» Data to process:
----

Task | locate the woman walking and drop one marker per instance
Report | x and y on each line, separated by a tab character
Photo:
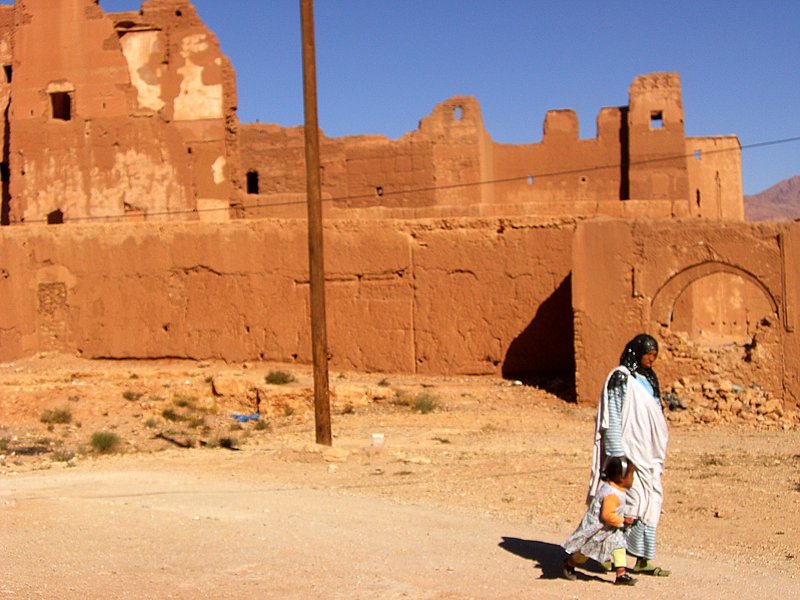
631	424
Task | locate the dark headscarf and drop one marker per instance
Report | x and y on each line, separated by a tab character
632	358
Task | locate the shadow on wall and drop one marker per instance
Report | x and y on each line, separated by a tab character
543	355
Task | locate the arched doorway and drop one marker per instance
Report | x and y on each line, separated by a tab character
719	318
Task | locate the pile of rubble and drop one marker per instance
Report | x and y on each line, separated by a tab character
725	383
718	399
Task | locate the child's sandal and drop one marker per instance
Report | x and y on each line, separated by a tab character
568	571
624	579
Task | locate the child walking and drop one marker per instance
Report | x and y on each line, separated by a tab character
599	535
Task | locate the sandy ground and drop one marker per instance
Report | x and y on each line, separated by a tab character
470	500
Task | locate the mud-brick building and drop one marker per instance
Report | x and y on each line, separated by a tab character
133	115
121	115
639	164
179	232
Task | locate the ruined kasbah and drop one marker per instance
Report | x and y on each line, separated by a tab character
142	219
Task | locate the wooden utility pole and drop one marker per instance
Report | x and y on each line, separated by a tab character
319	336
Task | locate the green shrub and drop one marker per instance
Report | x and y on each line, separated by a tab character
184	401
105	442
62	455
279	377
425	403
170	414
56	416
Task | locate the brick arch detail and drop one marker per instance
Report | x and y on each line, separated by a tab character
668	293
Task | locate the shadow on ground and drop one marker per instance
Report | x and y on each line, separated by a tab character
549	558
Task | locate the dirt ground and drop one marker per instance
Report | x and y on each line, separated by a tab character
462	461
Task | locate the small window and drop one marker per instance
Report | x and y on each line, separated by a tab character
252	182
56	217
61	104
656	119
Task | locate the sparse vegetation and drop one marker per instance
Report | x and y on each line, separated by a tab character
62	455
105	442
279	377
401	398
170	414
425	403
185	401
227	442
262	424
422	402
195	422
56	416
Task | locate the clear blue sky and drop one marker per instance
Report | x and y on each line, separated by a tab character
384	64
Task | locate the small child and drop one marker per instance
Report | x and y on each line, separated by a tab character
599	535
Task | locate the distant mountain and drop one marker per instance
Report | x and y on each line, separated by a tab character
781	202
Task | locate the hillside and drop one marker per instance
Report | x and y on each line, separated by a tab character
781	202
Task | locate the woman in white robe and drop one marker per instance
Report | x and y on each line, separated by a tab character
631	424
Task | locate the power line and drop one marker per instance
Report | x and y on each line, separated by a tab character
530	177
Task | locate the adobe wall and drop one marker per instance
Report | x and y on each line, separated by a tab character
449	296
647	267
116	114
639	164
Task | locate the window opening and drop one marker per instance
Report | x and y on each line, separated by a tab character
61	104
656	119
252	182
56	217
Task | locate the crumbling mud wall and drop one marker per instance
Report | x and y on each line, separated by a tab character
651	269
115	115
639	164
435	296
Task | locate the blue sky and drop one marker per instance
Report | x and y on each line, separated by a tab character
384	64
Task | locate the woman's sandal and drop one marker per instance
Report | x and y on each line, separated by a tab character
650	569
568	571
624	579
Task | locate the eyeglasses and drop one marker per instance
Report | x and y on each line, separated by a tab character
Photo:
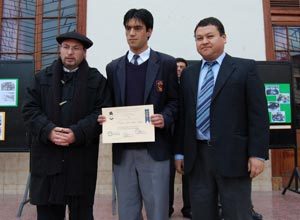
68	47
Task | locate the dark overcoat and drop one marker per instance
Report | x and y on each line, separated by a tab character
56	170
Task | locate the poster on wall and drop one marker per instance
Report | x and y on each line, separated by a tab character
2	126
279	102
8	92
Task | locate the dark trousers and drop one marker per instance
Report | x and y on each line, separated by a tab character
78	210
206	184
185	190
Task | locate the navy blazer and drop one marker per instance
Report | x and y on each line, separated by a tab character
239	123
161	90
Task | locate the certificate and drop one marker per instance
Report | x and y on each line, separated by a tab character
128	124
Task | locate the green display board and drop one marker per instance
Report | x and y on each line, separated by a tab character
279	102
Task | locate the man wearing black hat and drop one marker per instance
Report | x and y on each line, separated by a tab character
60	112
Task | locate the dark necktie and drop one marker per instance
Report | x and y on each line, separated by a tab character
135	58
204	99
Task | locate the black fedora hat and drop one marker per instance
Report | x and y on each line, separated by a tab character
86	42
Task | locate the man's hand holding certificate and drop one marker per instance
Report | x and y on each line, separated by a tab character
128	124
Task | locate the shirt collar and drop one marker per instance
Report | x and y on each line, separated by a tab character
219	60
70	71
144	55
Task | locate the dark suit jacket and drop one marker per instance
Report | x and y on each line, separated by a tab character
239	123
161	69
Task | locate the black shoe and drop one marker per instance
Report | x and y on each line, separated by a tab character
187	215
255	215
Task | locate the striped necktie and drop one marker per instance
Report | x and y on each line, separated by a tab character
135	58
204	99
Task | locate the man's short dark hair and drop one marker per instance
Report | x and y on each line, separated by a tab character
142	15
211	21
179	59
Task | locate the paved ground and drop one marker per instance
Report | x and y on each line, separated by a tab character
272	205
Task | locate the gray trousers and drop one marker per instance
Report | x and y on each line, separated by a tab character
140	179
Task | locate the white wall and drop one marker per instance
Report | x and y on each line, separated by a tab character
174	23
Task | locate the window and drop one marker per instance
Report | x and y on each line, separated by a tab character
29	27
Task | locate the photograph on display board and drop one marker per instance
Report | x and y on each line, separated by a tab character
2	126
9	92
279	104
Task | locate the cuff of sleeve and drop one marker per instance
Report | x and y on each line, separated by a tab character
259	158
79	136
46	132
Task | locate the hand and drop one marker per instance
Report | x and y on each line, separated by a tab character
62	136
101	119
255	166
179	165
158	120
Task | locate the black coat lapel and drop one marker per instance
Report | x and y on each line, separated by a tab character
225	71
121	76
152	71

----

» The request: Rewrite every one of the records above with "locate" replaced by "find" and nothing else changed. Leave the pictures out of your version.

» Answer in full:
Task | find the woman walking and drop one marker per instance
Report | x and y on each line, separated by a tab character
Photo:
631	424
Task | find the dark headscarf and drop one marker per instance
Report | x and y on each line, separated by a tab character
632	358
Task | find the shadow on wall and drop one marker per instance
Report | x and y on each line, separated by a tab character
543	355
Task | find the arched doorway and drop one marker per instance
Report | x and y on each line, separated by a tab character
719	318
Task | find the pile of rubble and drop one marker per instance
Report | x and y on each line, separated by a tab character
725	383
718	399
Task | find the child's sandal and drop one marker per instance
Report | x and y on each line, separated by a tab character
568	571
624	579
Task | find the child walking and drop one marker per instance
Report | x and y on each line, separated by a tab character
599	535
Task | find the sandy ground and drop one marker per instance
Report | x and y on each line, separated by a tab character
470	500
Task | find the mud-brick building and drop one marker per instance
Report | x and y on each line, separated by a tab character
133	115
121	115
639	164
179	232
Task | find the ruined kasbah and drop one marker per instance
Report | x and y on each line, separated by a tab character
142	219
Task | find the wooden utility pole and drop one marker per instance
Report | x and y on each line, separated by a tab character
319	336
Task | find the green shrub and drop one marker per instance
Report | x and y on each line, separated by a tab character
184	401
105	442
62	455
279	377
425	403
170	414
56	416
Task | find the brick arch detail and drop one marker per instance
Report | x and y on each line, separated by a tab character
668	293
Task | find the shadow on ground and drop one marker per instance
Report | x and y on each line, separated by a tab character
549	558
Task | find the dirt ground and drop one marker per instance
Report | x and y on each line, separated by a tab character
462	461
Task | find the small window and drop one marker per instance
Report | x and y on each line, separated by a tab character
252	182
56	217
61	104
656	119
Task | find the sparse vegetation and drop one marker per instance
Report | x and y on each line, separated by a tab character
62	455
105	442
279	377
401	398
170	414
425	403
185	401
227	442
262	424
422	402
195	422
56	416
Task | find the clear blue sky and drop one marker per instance
Report | x and y on each line, separated by a tab character
384	64
Task | find the small child and drop one marker per instance
Report | x and y on each line, separated by a tab character
599	535
Task | find the distant mountain and drop one marker per instance
Report | x and y on each line, separated by a tab character
781	202
Task | find the hillside and drop one marker per instance
Report | x and y on each line, separated by a tab character
781	202
Task | find the woman in white robe and drop one marker per instance
Report | x and y on each line, separated by a tab character
631	424
Task | find the power line and drop one marker per instance
Report | x and y on each line, separated by a tab character
530	177
Task | find the adobe wall and drop one marker per instance
Report | x and y on each line, separated by a tab character
449	296
647	267
116	114
639	164
Task | find the window opening and drop one marker per instance
Report | x and y on each line, separated by a tab character
61	104
656	119
252	182
56	217
Task | find the crumbling mud wall and drop one marker per instance
Report | x and y on each line, separated by a tab character
651	269
115	115
639	164
435	296
Task | find the blue sky and drop one marker per instance
Report | x and y on each line, separated by a tab character
384	64
Task | find the woman's sandal and drop one marker per instance
Report | x and y on each line, separated by a tab character
650	569
568	571
624	579
Task | find the eyeglasses and drop one marker per instance
Report | x and y on each line, separated by a tab character
Photo:
68	47
Task | find the dark overcoat and drop one marker per instance
Report | x and y on each line, separated by a tab character
56	170
Task | find the poster on wall and drop one marker per instance
Report | x and y on each line, separated by a tab character
2	126
279	102
8	92
Task | find the dark trousers and drop one marker per instance
Report | x and y on each line, separated by a tab character
78	210
206	184
185	190
Task | find the navy blazer and drop one marker per instance
Report | x and y on each line, separated by a tab character
239	123
161	90
Task | find the certificate and drop one marker per instance
Report | x and y on each line, separated by a tab character
128	124
Task | find the green display board and drop one marker per instance
Report | x and y on each line, separated by a tab character
279	102
Task | find the man wearing black hat and drop one marker per instance
Report | x and y on each line, separated by a tab character
60	112
Task | find the dark necktie and drop one marker per instance
Report | x and y on each line, separated by a tab character
135	58
204	99
Task | find the black fedora hat and drop one marker per instance
Report | x and y on each line, separated by a tab character
86	42
Task | find the man's hand holding certificate and drop one marker per instance
Report | x and y on each line, separated by a tab character
128	124
Task | find the shirt collar and drop one marker per instance
Report | x and y on each line, separated by a tab character
219	60
70	71
144	55
Task | find the dark suit jacket and drop one marker per instance
Report | x and y on each line, separated by a tab character
239	123
161	69
Task | find the black shoe and drop one marker per instance
Report | x and y on each line, separated by a tab character
187	215
255	215
Task | find the striped necktie and drop one marker per instance
Report | x and y on each line, separated by a tab character
135	58
204	99
Task | find the man's short dark hair and drop one marker per instance
Report | x and y on each line, separated by a tab character
142	15
211	21
179	59
Task | find the paved ground and drop one marker per instance
Report | x and y on each line, separated by a tab character
272	205
Task | find the gray trousers and drop one marker per instance
Report | x and y on each line, separated by a tab character
140	179
Task | find the white wall and drop one marker per instance
Report | x and y on each line, separated by a tab character
174	23
Task | find the window and drop one marker per instance
Report | x and y on each line, separated by a tab character
29	27
Task | find the photograph on display board and drop one marker per instance
Report | x and y on each line, separated by a tab character
2	126
9	92
279	104
Task | find the cuff of sleeve and drop one marker per instance
Report | x and y on each line, separated by a tab character
259	158
79	136
46	132
Task | find the hand and drop one marker per instance
Report | x and y on each line, separated by a tab character
62	136
101	119
255	166
179	165
158	120
Task | find the black coat lapel and drop one marker per instance
Report | x and y on each line, separated by a tab character
225	71
121	76
152	71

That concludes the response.